» **REQUIREMENT A**
Retype the passage of the MTAR Technologies post from "Rewinding the clock" to "26% (+/- 100bps)".
» **REQUIREMENT B**
In the MTAR Technologies post, what increase in revenues does the managing director say is likely for FY25?

» **SELECTION**

============================================================

To say that Q3 results came as a shocker today would be an understatement.

Commenting on the results, Mr. Parvat Srinivas Reddy, Managing Director & Promoter, MTAR Technologies, said, “Revenues in FY24 shall be marginally higher as compared to FY23 due to deferment of export shipments in Clean Energy sector to the next fiscal year. However, the growth outlook for FY25 remains intact with 45% - 50% YoY likely increase in revenues. The company is in final stages of discussion with reputed global MNCs as well as made good progress in Small Satellite Launch Vehicle project.”

Rewinding the clock and going back to Q2 results, while this has been covered in detail in previous messages, I just wish to reiterate a few points from that con call:

• While order deferment from Bloom Energy was cited as the reason, I was not a fan of the drastic cut in revenue guidance for FY24 down to ₹670 – 700 cr from ₹830 – 860 cr. In addition the EBITDA margin guidance was reduced to 26% (+/- 100bps)

============================================================

» **Segmentation data**
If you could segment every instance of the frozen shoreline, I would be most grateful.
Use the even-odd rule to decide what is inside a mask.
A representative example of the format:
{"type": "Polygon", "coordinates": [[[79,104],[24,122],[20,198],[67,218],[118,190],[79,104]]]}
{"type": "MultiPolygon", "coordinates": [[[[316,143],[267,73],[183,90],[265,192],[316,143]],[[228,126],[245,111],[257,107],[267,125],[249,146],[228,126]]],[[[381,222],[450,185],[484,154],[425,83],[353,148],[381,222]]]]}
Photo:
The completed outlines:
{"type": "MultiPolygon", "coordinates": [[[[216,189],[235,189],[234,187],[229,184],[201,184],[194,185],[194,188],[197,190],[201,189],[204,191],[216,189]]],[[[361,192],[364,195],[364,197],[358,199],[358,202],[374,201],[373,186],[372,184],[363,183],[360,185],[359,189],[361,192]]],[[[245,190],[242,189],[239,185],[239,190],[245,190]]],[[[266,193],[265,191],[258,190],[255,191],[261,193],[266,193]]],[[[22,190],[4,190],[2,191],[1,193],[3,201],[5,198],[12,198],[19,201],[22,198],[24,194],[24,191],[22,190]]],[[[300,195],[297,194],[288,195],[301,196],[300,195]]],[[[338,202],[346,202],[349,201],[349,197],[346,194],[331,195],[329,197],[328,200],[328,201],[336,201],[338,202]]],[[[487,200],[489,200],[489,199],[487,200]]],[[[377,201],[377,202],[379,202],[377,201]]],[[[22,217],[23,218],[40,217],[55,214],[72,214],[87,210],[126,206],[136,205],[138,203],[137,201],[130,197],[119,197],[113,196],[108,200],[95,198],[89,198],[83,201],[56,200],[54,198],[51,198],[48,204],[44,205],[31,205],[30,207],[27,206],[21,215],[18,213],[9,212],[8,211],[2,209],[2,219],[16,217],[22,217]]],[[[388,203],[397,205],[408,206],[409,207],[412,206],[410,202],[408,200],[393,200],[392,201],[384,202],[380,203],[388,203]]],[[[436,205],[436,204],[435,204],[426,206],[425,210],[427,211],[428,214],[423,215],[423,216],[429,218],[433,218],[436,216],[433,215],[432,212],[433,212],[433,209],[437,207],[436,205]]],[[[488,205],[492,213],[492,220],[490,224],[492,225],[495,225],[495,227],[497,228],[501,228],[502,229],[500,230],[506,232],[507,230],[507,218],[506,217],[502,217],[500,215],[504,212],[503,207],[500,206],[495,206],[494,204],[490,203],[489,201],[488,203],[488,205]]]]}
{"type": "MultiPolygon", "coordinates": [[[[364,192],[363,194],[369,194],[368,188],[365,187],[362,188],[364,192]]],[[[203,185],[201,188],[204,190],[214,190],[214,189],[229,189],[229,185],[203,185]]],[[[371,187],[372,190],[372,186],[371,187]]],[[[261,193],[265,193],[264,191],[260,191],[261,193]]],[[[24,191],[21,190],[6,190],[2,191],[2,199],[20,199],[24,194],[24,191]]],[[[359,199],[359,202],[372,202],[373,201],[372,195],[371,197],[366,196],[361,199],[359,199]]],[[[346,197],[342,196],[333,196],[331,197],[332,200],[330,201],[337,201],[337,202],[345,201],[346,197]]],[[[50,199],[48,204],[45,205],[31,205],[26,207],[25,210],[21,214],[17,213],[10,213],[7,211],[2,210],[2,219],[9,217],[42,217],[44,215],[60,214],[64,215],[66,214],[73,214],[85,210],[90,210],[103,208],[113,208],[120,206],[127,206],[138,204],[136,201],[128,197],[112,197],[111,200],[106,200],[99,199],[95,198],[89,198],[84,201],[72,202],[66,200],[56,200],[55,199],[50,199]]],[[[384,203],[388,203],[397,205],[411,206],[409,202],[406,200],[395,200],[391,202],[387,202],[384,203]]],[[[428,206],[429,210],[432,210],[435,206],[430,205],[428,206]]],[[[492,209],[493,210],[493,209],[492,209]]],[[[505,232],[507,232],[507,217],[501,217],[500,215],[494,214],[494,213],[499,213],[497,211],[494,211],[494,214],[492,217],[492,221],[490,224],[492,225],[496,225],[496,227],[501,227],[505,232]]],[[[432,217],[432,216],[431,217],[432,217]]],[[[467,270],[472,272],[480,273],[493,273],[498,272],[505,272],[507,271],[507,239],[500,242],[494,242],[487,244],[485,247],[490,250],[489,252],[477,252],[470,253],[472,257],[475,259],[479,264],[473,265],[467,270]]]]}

============================================================

» **FULL SOLUTION A**
Rewinding the clock and going back to Q2 results, while this has been covered in detail in previous messages, I just wish to reiterate a few points from that con call:

• While order deferment from Bloom Energy was cited as the reason, I was not a fan of the drastic cut in revenue guidance for FY24 down to ₹670 – 700 cr from ₹830 – 860 cr. In addition the EBITDA margin guidance was reduced to 26% (+/- 100bps)

» **FULL SOLUTION B**
A 45% - 50% year-over-year increase in revenues.